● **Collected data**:
#####

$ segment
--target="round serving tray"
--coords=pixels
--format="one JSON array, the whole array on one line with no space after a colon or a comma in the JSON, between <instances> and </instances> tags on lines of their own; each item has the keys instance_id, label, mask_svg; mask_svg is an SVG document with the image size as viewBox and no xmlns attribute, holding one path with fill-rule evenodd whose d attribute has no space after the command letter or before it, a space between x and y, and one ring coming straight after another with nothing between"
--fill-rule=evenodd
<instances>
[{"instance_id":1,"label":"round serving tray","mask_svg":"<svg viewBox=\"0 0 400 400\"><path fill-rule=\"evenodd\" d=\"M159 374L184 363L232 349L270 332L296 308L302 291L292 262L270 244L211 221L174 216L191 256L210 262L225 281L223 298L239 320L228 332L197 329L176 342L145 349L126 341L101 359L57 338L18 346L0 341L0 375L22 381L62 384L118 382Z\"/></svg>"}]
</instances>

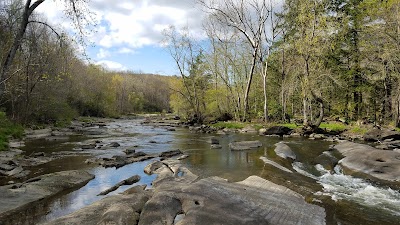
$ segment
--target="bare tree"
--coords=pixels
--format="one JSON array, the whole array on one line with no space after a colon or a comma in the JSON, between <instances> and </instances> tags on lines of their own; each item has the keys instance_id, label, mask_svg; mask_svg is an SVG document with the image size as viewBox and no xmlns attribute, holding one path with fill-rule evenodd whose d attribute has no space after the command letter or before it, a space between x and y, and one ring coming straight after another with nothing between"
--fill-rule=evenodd
<instances>
[{"instance_id":1,"label":"bare tree","mask_svg":"<svg viewBox=\"0 0 400 225\"><path fill-rule=\"evenodd\" d=\"M249 93L263 47L265 26L270 16L270 7L266 0L198 0L208 13L221 24L240 32L252 49L251 67L247 75L244 96L243 120L248 117ZM265 116L265 115L264 115Z\"/></svg>"},{"instance_id":2,"label":"bare tree","mask_svg":"<svg viewBox=\"0 0 400 225\"><path fill-rule=\"evenodd\" d=\"M0 96L4 92L4 87L5 87L4 85L5 85L6 80L9 78L10 67L13 63L15 55L17 54L18 48L21 46L21 43L24 39L24 35L25 35L28 25L30 23L40 23L40 24L43 24L43 25L51 28L51 26L45 22L31 20L34 11L37 9L37 7L39 7L45 1L46 0L36 0L36 1L26 0L24 6L21 9L22 14L21 14L20 20L18 21L19 25L18 25L17 32L16 32L15 36L13 37L12 45L7 53L7 56L4 59L4 62L2 63L2 67L1 67ZM72 22L74 23L76 28L78 28L79 33L83 34L84 33L84 31L83 31L84 24L83 23L85 21L86 22L89 21L87 16L90 15L90 14L88 14L88 10L86 7L88 0L63 0L63 2L65 3L64 12L65 12L66 16L72 20ZM53 28L51 28L51 29L55 32L55 30Z\"/></svg>"}]
</instances>

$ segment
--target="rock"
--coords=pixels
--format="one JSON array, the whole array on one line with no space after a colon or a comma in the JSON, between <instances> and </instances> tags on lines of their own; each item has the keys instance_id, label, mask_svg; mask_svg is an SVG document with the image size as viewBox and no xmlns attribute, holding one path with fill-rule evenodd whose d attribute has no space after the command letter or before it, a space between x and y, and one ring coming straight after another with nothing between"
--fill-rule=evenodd
<instances>
[{"instance_id":1,"label":"rock","mask_svg":"<svg viewBox=\"0 0 400 225\"><path fill-rule=\"evenodd\" d=\"M229 143L229 148L234 151L250 150L262 146L260 141L240 141Z\"/></svg>"},{"instance_id":2,"label":"rock","mask_svg":"<svg viewBox=\"0 0 400 225\"><path fill-rule=\"evenodd\" d=\"M40 139L51 136L51 129L40 129L40 130L26 130L25 131L25 139L32 140L32 139Z\"/></svg>"},{"instance_id":3,"label":"rock","mask_svg":"<svg viewBox=\"0 0 400 225\"><path fill-rule=\"evenodd\" d=\"M91 144L83 144L81 145L82 149L95 149L96 148L96 143L91 143Z\"/></svg>"},{"instance_id":4,"label":"rock","mask_svg":"<svg viewBox=\"0 0 400 225\"><path fill-rule=\"evenodd\" d=\"M21 213L43 207L47 199L73 188L85 185L94 176L86 171L63 171L46 174L24 183L0 186L0 221L5 224L22 224ZM45 214L46 210L38 210ZM11 222L12 221L12 222Z\"/></svg>"},{"instance_id":5,"label":"rock","mask_svg":"<svg viewBox=\"0 0 400 225\"><path fill-rule=\"evenodd\" d=\"M32 154L33 157L42 157L45 156L44 152L35 152Z\"/></svg>"},{"instance_id":6,"label":"rock","mask_svg":"<svg viewBox=\"0 0 400 225\"><path fill-rule=\"evenodd\" d=\"M10 140L8 142L8 147L10 148L21 148L25 146L25 142L21 140Z\"/></svg>"},{"instance_id":7,"label":"rock","mask_svg":"<svg viewBox=\"0 0 400 225\"><path fill-rule=\"evenodd\" d=\"M111 148L118 148L119 146L121 146L118 142L111 142L110 144L107 145L108 147Z\"/></svg>"},{"instance_id":8,"label":"rock","mask_svg":"<svg viewBox=\"0 0 400 225\"><path fill-rule=\"evenodd\" d=\"M177 150L162 152L158 156L160 158L171 158L173 156L182 155L182 154L183 154L183 152L181 150L177 149Z\"/></svg>"},{"instance_id":9,"label":"rock","mask_svg":"<svg viewBox=\"0 0 400 225\"><path fill-rule=\"evenodd\" d=\"M178 158L176 158L177 160L183 160L186 159L187 157L189 157L188 155L181 155Z\"/></svg>"},{"instance_id":10,"label":"rock","mask_svg":"<svg viewBox=\"0 0 400 225\"><path fill-rule=\"evenodd\" d=\"M98 194L98 195L107 195L108 193L117 190L119 187L121 187L123 185L132 185L132 184L138 182L139 180L140 180L140 176L139 175L134 175L134 176L132 176L132 177L130 177L128 179L125 179L123 181L118 182L116 185L114 185L114 186L112 186L112 187L100 192L100 194Z\"/></svg>"},{"instance_id":11,"label":"rock","mask_svg":"<svg viewBox=\"0 0 400 225\"><path fill-rule=\"evenodd\" d=\"M259 131L260 132L260 131ZM261 135L289 135L292 132L292 129L284 126L273 126L269 129L265 130L264 133L260 133Z\"/></svg>"},{"instance_id":12,"label":"rock","mask_svg":"<svg viewBox=\"0 0 400 225\"><path fill-rule=\"evenodd\" d=\"M211 177L191 183L169 181L156 187L139 225L325 224L325 210L304 197L257 176L238 183Z\"/></svg>"},{"instance_id":13,"label":"rock","mask_svg":"<svg viewBox=\"0 0 400 225\"><path fill-rule=\"evenodd\" d=\"M325 138L325 135L323 135L323 134L312 133L312 134L310 134L310 138L314 138L314 139L324 139L324 138Z\"/></svg>"},{"instance_id":14,"label":"rock","mask_svg":"<svg viewBox=\"0 0 400 225\"><path fill-rule=\"evenodd\" d=\"M261 128L261 129L258 130L258 134L259 135L265 135L266 132L267 132L266 128Z\"/></svg>"},{"instance_id":15,"label":"rock","mask_svg":"<svg viewBox=\"0 0 400 225\"><path fill-rule=\"evenodd\" d=\"M265 156L261 156L260 159L261 159L264 163L269 164L269 165L271 165L271 166L274 166L274 167L276 167L276 168L278 168L278 169L280 169L280 170L283 170L283 171L288 172L288 173L293 173L293 172L292 172L291 170L289 170L288 168L286 168L286 167L284 167L284 166L281 166L280 164L278 164L278 163L276 163L276 162L274 162L274 161L272 161L272 160L269 160L269 159L268 159L267 157L265 157Z\"/></svg>"},{"instance_id":16,"label":"rock","mask_svg":"<svg viewBox=\"0 0 400 225\"><path fill-rule=\"evenodd\" d=\"M211 145L211 149L221 149L222 145L218 145L218 144L213 144Z\"/></svg>"},{"instance_id":17,"label":"rock","mask_svg":"<svg viewBox=\"0 0 400 225\"><path fill-rule=\"evenodd\" d=\"M257 130L252 126L246 126L239 130L240 133L256 134Z\"/></svg>"},{"instance_id":18,"label":"rock","mask_svg":"<svg viewBox=\"0 0 400 225\"><path fill-rule=\"evenodd\" d=\"M347 173L366 176L400 188L400 153L343 141L334 146L344 158L339 164Z\"/></svg>"},{"instance_id":19,"label":"rock","mask_svg":"<svg viewBox=\"0 0 400 225\"><path fill-rule=\"evenodd\" d=\"M400 140L392 140L392 139L386 139L383 142L381 142L383 146L386 148L384 149L395 149L395 148L400 148Z\"/></svg>"},{"instance_id":20,"label":"rock","mask_svg":"<svg viewBox=\"0 0 400 225\"><path fill-rule=\"evenodd\" d=\"M219 145L219 140L217 138L215 138L215 137L212 137L210 139L210 142L211 142L212 145Z\"/></svg>"},{"instance_id":21,"label":"rock","mask_svg":"<svg viewBox=\"0 0 400 225\"><path fill-rule=\"evenodd\" d=\"M210 127L207 125L201 125L201 126L196 126L196 127L189 127L189 130L192 132L196 132L196 133L214 133L217 131L216 128L214 127Z\"/></svg>"},{"instance_id":22,"label":"rock","mask_svg":"<svg viewBox=\"0 0 400 225\"><path fill-rule=\"evenodd\" d=\"M19 166L19 167L12 169L11 171L6 172L6 174L7 174L7 176L13 177L19 173L22 173L22 171L24 171L24 169Z\"/></svg>"},{"instance_id":23,"label":"rock","mask_svg":"<svg viewBox=\"0 0 400 225\"><path fill-rule=\"evenodd\" d=\"M148 175L151 175L154 173L154 171L160 169L162 166L164 166L163 162L155 161L144 167L144 172Z\"/></svg>"},{"instance_id":24,"label":"rock","mask_svg":"<svg viewBox=\"0 0 400 225\"><path fill-rule=\"evenodd\" d=\"M127 191L123 194L106 197L92 205L46 224L137 224L140 212L152 193L151 191L143 190L143 187L135 188L133 193Z\"/></svg>"},{"instance_id":25,"label":"rock","mask_svg":"<svg viewBox=\"0 0 400 225\"><path fill-rule=\"evenodd\" d=\"M176 131L176 129L173 128L173 127L168 127L168 128L167 128L167 131Z\"/></svg>"},{"instance_id":26,"label":"rock","mask_svg":"<svg viewBox=\"0 0 400 225\"><path fill-rule=\"evenodd\" d=\"M321 155L314 159L315 163L313 164L320 164L326 170L333 171L335 166L338 164L339 160L332 155L330 151L324 151Z\"/></svg>"},{"instance_id":27,"label":"rock","mask_svg":"<svg viewBox=\"0 0 400 225\"><path fill-rule=\"evenodd\" d=\"M400 140L400 132L374 128L364 134L365 141L382 141L386 139Z\"/></svg>"},{"instance_id":28,"label":"rock","mask_svg":"<svg viewBox=\"0 0 400 225\"><path fill-rule=\"evenodd\" d=\"M275 144L275 146L276 148L274 151L279 157L284 159L290 158L296 160L296 154L292 151L292 149L288 145L282 142L278 142Z\"/></svg>"},{"instance_id":29,"label":"rock","mask_svg":"<svg viewBox=\"0 0 400 225\"><path fill-rule=\"evenodd\" d=\"M154 171L158 174L157 178L152 182L153 187L172 183L192 183L198 179L186 167L182 166L179 160L168 159L163 161L163 166Z\"/></svg>"},{"instance_id":30,"label":"rock","mask_svg":"<svg viewBox=\"0 0 400 225\"><path fill-rule=\"evenodd\" d=\"M129 155L129 154L133 154L136 152L136 149L133 148L127 148L124 150L125 154Z\"/></svg>"}]
</instances>

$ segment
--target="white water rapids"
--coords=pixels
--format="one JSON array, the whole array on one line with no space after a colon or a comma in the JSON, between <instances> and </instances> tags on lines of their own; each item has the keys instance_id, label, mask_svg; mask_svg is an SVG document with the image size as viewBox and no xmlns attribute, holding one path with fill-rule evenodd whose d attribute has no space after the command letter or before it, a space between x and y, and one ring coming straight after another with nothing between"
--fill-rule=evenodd
<instances>
[{"instance_id":1,"label":"white water rapids","mask_svg":"<svg viewBox=\"0 0 400 225\"><path fill-rule=\"evenodd\" d=\"M323 190L315 195L327 195L334 201L344 199L400 216L399 191L377 187L364 179L344 175L339 165L336 165L333 171L326 170L320 164L315 165L319 176L307 172L306 166L301 162L294 162L292 166L298 173L316 180L323 186Z\"/></svg>"}]
</instances>

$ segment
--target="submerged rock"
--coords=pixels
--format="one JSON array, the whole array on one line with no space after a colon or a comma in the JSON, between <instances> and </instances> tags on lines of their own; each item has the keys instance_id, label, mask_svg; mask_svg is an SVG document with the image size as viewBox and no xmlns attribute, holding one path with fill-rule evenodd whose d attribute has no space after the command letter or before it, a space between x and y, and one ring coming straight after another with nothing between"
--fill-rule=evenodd
<instances>
[{"instance_id":1,"label":"submerged rock","mask_svg":"<svg viewBox=\"0 0 400 225\"><path fill-rule=\"evenodd\" d=\"M113 192L113 191L117 190L119 187L121 187L123 185L132 185L132 184L138 182L139 180L140 180L140 176L139 175L134 175L134 176L132 176L132 177L130 177L128 179L125 179L123 181L118 182L116 185L114 185L114 186L112 186L112 187L100 192L100 194L98 194L98 195L106 195L106 194L108 194L110 192Z\"/></svg>"},{"instance_id":2,"label":"submerged rock","mask_svg":"<svg viewBox=\"0 0 400 225\"><path fill-rule=\"evenodd\" d=\"M343 141L334 146L344 158L339 161L348 173L358 173L400 187L400 153Z\"/></svg>"},{"instance_id":3,"label":"submerged rock","mask_svg":"<svg viewBox=\"0 0 400 225\"><path fill-rule=\"evenodd\" d=\"M294 154L294 152L288 145L282 142L278 142L275 144L275 146L276 148L274 151L279 157L284 159L290 158L296 160L296 154Z\"/></svg>"},{"instance_id":4,"label":"submerged rock","mask_svg":"<svg viewBox=\"0 0 400 225\"><path fill-rule=\"evenodd\" d=\"M234 151L250 150L262 146L260 141L239 141L229 143L229 148Z\"/></svg>"},{"instance_id":5,"label":"submerged rock","mask_svg":"<svg viewBox=\"0 0 400 225\"><path fill-rule=\"evenodd\" d=\"M265 164L269 164L269 165L271 165L271 166L274 166L274 167L276 167L276 168L278 168L278 169L280 169L280 170L283 170L283 171L285 171L285 172L288 172L288 173L293 173L291 170L289 170L288 168L286 168L286 167L284 167L284 166L281 166L280 164L278 164L278 163L276 163L276 162L274 162L274 161L272 161L272 160L269 160L267 157L265 157L265 156L261 156L260 157L260 159L265 163Z\"/></svg>"}]
</instances>

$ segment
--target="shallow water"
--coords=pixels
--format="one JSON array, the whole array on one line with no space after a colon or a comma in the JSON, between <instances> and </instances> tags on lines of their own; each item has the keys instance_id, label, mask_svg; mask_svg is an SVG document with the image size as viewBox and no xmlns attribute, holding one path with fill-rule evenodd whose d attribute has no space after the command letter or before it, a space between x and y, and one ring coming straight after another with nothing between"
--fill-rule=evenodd
<instances>
[{"instance_id":1,"label":"shallow water","mask_svg":"<svg viewBox=\"0 0 400 225\"><path fill-rule=\"evenodd\" d=\"M97 157L111 157L124 154L122 151L137 145L137 151L146 153L180 149L190 157L182 160L193 173L200 177L219 176L236 182L250 175L257 175L277 184L301 193L309 202L322 205L327 211L328 224L398 224L400 217L400 192L387 187L371 184L366 180L344 175L339 167L330 170L320 165L321 155L332 156L325 141L302 138L288 138L287 143L297 155L292 163L276 156L274 144L282 141L278 137L261 137L249 134L212 135L191 133L187 129L177 128L167 131L163 127L142 126L139 120L118 120L107 126L108 135L101 137L81 137L67 142L49 143L44 140L27 142L26 149L40 149L44 152L73 151L77 143L101 140L104 144L118 142L118 148L96 151ZM210 138L220 141L222 149L211 149ZM232 141L259 140L263 147L249 151L231 151L228 144ZM29 150L28 150L29 152ZM89 153L88 152L88 153ZM324 155L325 154L325 155ZM293 173L285 172L270 164L265 164L260 157L266 157ZM86 157L87 158L87 157ZM139 184L151 186L155 176L143 173L149 163L140 162L119 169L89 167L83 156L70 157L67 161L54 161L40 166L41 173L63 169L88 169L96 178L81 189L57 198L49 204L47 215L37 218L45 222L66 215L89 205L102 197L98 193L119 181L138 174L142 177ZM120 193L130 186L122 186L109 195Z\"/></svg>"}]
</instances>

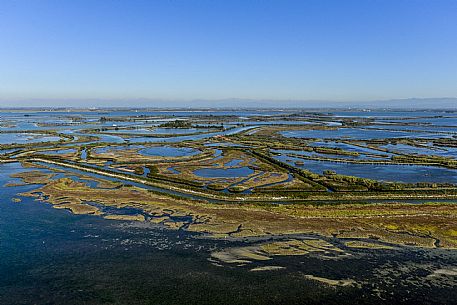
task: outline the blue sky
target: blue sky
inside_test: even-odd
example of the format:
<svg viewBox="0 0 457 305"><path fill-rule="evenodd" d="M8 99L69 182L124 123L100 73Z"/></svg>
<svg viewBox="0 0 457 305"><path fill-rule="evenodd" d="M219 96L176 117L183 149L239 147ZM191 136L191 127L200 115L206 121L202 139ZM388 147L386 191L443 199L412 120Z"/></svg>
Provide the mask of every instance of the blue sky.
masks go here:
<svg viewBox="0 0 457 305"><path fill-rule="evenodd" d="M0 1L3 106L445 96L454 0Z"/></svg>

#####

● **What you have to do**: For the word "blue", show every line of the entries that holds it.

● **Your solution**:
task: outline the blue sky
target: blue sky
Provide the mask of every instance of the blue sky.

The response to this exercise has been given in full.